# Text extract
☆ ☆ ☆

Legg Mason Wood Walker, Inc. ("Legg Mason"), Thomas M. Daly, Jr. and Joseph A. Sullivan have submitted a letter, dated November 9, 2000, for a waiver of the disqualification from the exemption under Regulation E arising from Legg Mason, Daly and Sullivan's settlement of an administrative proceeding commenced by the Commission. On June 11 , 2001, pursuant to Legg Mason's, Daly's and Sullivan's offers of settlement, the Commission issued an Order Making Findings, Imposing Remedial Sanctions, and Cease-and-Desist Order ("Order"). The Order censures Legg Mason; orders it to cease and desist from committing or causing any violations and any future violations of MSRB Rules G-27(b), (c)(i), (c)(iv), (c)(v), (e) and G-36(b)(i) and (ii), as well as of Rule G-27(a) as it relates to Rule G-36; and requires Legg Mason: (a) to pay a civil money penalty in the amount of $50,000 to the United States Treasury and (b) to comply with its undertaking to retain, at Legg Mason's expense, an independent consultant, not unacceptable to the Commission's staff who shall, among other things, conduct a comprehensive review of Legg Mason's policies, procedures and practices relating to the prevention or detection of the types of improper conduct as set forth in the Order. The Order censures Daly and Sullivan; orders Daly and Sullivan to cease and desist from committing or causing violations and any future violations of MSRB Rules G-36(b)(i) and (ii), as well as of Rule G-27(a) as it relates to Rule G-36; and requires Daly and Sullivan to each pay a civil money penalty of $10,000 to the United States Treasury.

☆ ☆ ☆

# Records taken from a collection
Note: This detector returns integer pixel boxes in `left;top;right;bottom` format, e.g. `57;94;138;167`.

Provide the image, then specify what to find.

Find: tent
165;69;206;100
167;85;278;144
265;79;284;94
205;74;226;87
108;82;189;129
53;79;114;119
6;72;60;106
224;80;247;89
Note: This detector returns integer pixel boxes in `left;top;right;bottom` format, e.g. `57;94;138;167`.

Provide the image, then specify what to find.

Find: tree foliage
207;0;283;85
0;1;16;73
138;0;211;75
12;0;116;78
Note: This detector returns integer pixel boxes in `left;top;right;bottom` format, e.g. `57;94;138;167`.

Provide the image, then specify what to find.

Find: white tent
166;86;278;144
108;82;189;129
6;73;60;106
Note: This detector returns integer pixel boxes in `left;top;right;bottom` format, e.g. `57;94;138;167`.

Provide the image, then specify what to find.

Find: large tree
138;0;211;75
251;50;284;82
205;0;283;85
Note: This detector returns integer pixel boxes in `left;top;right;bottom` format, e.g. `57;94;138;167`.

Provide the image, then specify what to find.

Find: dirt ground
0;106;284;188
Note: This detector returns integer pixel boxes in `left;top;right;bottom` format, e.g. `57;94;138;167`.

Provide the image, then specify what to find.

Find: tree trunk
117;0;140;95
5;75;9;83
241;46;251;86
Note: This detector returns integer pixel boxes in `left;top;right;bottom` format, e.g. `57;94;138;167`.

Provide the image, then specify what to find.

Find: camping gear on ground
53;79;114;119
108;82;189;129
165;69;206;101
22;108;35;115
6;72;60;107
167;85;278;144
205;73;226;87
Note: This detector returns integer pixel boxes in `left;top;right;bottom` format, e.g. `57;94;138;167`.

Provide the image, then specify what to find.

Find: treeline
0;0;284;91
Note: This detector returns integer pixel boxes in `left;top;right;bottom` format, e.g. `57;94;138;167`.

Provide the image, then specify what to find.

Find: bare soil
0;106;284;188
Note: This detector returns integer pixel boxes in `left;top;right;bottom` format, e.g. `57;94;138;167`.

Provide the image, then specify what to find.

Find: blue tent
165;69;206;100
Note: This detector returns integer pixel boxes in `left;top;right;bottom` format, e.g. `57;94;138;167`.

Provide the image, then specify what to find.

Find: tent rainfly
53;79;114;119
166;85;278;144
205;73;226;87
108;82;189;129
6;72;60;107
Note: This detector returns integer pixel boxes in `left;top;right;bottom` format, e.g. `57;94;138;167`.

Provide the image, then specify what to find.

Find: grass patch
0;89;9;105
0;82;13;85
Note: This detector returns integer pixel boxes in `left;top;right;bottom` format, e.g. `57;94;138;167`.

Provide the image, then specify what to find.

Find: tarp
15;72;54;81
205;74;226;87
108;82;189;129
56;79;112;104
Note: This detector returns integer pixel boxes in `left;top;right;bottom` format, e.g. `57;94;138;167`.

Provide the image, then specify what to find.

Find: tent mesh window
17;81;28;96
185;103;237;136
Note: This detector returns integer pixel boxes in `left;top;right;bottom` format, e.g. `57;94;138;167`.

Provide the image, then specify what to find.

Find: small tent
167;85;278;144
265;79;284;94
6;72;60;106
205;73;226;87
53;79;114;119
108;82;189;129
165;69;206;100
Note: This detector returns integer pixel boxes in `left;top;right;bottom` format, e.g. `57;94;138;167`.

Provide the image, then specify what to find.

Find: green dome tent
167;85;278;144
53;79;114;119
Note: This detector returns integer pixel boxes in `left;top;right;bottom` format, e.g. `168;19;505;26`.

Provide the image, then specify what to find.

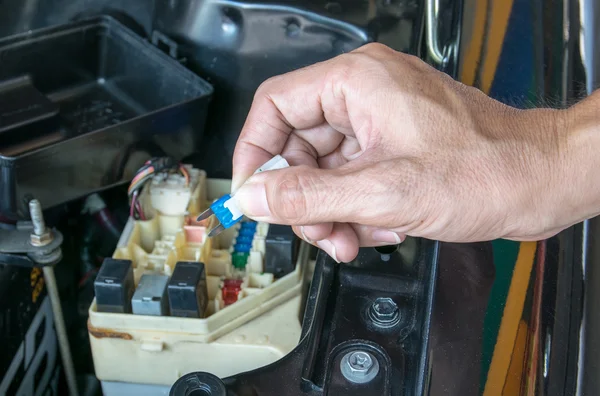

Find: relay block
88;165;309;393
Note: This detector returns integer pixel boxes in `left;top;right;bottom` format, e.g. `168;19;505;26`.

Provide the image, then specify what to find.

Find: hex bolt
340;351;379;384
29;199;46;236
369;297;400;328
29;199;54;247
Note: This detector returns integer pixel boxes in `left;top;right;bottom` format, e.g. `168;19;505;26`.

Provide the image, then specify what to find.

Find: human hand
233;44;570;261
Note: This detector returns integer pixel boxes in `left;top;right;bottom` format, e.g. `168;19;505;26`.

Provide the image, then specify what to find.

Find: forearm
563;91;600;223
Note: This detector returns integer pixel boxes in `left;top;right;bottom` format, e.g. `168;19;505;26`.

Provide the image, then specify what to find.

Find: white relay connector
149;165;206;216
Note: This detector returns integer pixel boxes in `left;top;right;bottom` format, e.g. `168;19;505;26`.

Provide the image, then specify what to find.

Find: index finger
232;61;330;190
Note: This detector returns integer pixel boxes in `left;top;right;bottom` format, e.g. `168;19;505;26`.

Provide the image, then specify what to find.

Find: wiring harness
127;157;190;220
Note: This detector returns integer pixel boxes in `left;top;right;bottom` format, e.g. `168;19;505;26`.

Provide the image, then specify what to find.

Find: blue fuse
241;221;258;230
233;243;252;253
235;235;254;245
197;155;290;237
238;228;256;238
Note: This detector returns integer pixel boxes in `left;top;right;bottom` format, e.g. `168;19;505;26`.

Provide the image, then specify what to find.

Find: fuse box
88;166;309;395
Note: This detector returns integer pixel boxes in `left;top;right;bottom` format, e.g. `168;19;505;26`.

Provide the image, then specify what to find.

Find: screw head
340;351;379;384
369;297;400;327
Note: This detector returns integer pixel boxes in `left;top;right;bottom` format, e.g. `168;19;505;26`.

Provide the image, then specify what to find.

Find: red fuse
221;279;242;306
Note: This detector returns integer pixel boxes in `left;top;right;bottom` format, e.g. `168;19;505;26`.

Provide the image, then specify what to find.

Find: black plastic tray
0;17;212;219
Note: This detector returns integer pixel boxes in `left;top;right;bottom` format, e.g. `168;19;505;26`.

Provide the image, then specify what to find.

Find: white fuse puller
197;155;290;237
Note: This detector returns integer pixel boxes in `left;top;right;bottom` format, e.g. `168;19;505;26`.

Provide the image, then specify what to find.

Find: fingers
292;223;333;244
234;166;370;226
293;223;406;262
351;224;406;247
302;223;359;263
232;65;326;190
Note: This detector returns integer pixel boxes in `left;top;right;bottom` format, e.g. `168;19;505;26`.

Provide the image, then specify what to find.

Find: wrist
496;109;577;240
562;92;600;225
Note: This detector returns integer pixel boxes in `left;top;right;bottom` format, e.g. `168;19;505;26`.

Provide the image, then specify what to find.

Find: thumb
234;166;368;225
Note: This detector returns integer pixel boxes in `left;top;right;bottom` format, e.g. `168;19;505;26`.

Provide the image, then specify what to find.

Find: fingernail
300;226;313;243
234;183;271;217
372;230;402;244
317;239;340;263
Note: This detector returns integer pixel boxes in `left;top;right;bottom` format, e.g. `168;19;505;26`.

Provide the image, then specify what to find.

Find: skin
233;44;600;261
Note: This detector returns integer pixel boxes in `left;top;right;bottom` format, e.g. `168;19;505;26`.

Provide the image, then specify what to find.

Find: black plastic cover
265;224;300;278
94;258;135;313
168;261;208;318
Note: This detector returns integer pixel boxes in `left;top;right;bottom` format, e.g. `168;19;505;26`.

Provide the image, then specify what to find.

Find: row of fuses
94;258;208;318
229;221;269;272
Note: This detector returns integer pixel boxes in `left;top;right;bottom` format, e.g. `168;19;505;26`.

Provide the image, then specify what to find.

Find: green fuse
231;252;250;269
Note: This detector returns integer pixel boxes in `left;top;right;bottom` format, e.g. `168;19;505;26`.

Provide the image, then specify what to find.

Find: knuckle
362;43;395;55
271;174;313;224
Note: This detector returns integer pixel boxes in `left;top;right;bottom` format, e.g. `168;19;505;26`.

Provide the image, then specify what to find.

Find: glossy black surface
171;240;438;396
0;0;600;396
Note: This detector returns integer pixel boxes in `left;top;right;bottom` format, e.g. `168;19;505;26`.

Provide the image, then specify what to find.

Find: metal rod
29;199;46;235
43;266;79;396
425;0;446;64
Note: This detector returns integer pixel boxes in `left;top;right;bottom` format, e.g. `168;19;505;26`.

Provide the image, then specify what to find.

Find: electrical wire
127;157;190;220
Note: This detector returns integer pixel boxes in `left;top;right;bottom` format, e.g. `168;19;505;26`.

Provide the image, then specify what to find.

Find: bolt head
348;351;373;376
340;351;379;384
369;297;400;327
373;297;398;319
30;231;53;246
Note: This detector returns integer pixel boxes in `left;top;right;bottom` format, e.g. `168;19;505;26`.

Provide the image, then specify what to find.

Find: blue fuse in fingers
197;155;290;237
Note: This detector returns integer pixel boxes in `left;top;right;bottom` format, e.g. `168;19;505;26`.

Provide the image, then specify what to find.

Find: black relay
167;261;208;318
265;224;300;278
94;258;134;313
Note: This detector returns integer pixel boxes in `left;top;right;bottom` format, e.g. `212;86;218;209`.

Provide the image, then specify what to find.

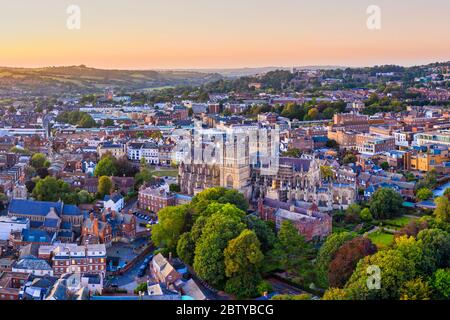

☆ ☆ ☆

# Requirements
- 1) Decide whether each statement, (a), (b) and (c), agrees with the text on the Legg Mason settlement, answering yes or no and quoting the words of that text that decide it. (a) Legg Mason must pay a civil money penalty of $50,000. (b) Daly and Sullivan must each pay a civil money penalty of $50,000. (c) The independent consultant is to be retained at Legg Mason's expense.
- 2) Go on with the text on the Legg Mason settlement, starting after its last sentence.

# Responses to the tasks
- 1)
(a) Yes: "to pay a civil money penalty in the amount of $50,000 to the United States Treasury"
(b) No: "requires Daly and Sullivan to each pay a civil money penalty of $10,000 to the United States Treasury"
(c) Yes: "to retain, at Legg Mason's expense, an independent consultant"

- 2)
The Regulation E exemption is not available for the securities of an issuer if a director, officer, principal security holder, investment adviser or underwriter of the securities to be offered, or any partner, director or officer of such investment adviser or underwriter, is subject to a Commission order pursuant to Section 15(b) of the Exchange Act. See Rule 602(c)(3) under the Securities Act. The Commission may waive the disqualification upon a showing of good cause. See Rule 602(e).

Based on the representations set forth in Legg Mason, Daly and Sullivan's request, the Commission has determined that a showing of good cause has been made pursuant to Rule 602(e) and that the request for a waiver of the disqualification should be granted. Accordingly,

IT IS ORDERED, pursuant to Rule 602(e) under the Securities Act, that a waiver from the application of the disqualification provision of Rule 602(c)(3) under the Securities Act resulting from the entry of the Order is hereby granted.

By the Commission.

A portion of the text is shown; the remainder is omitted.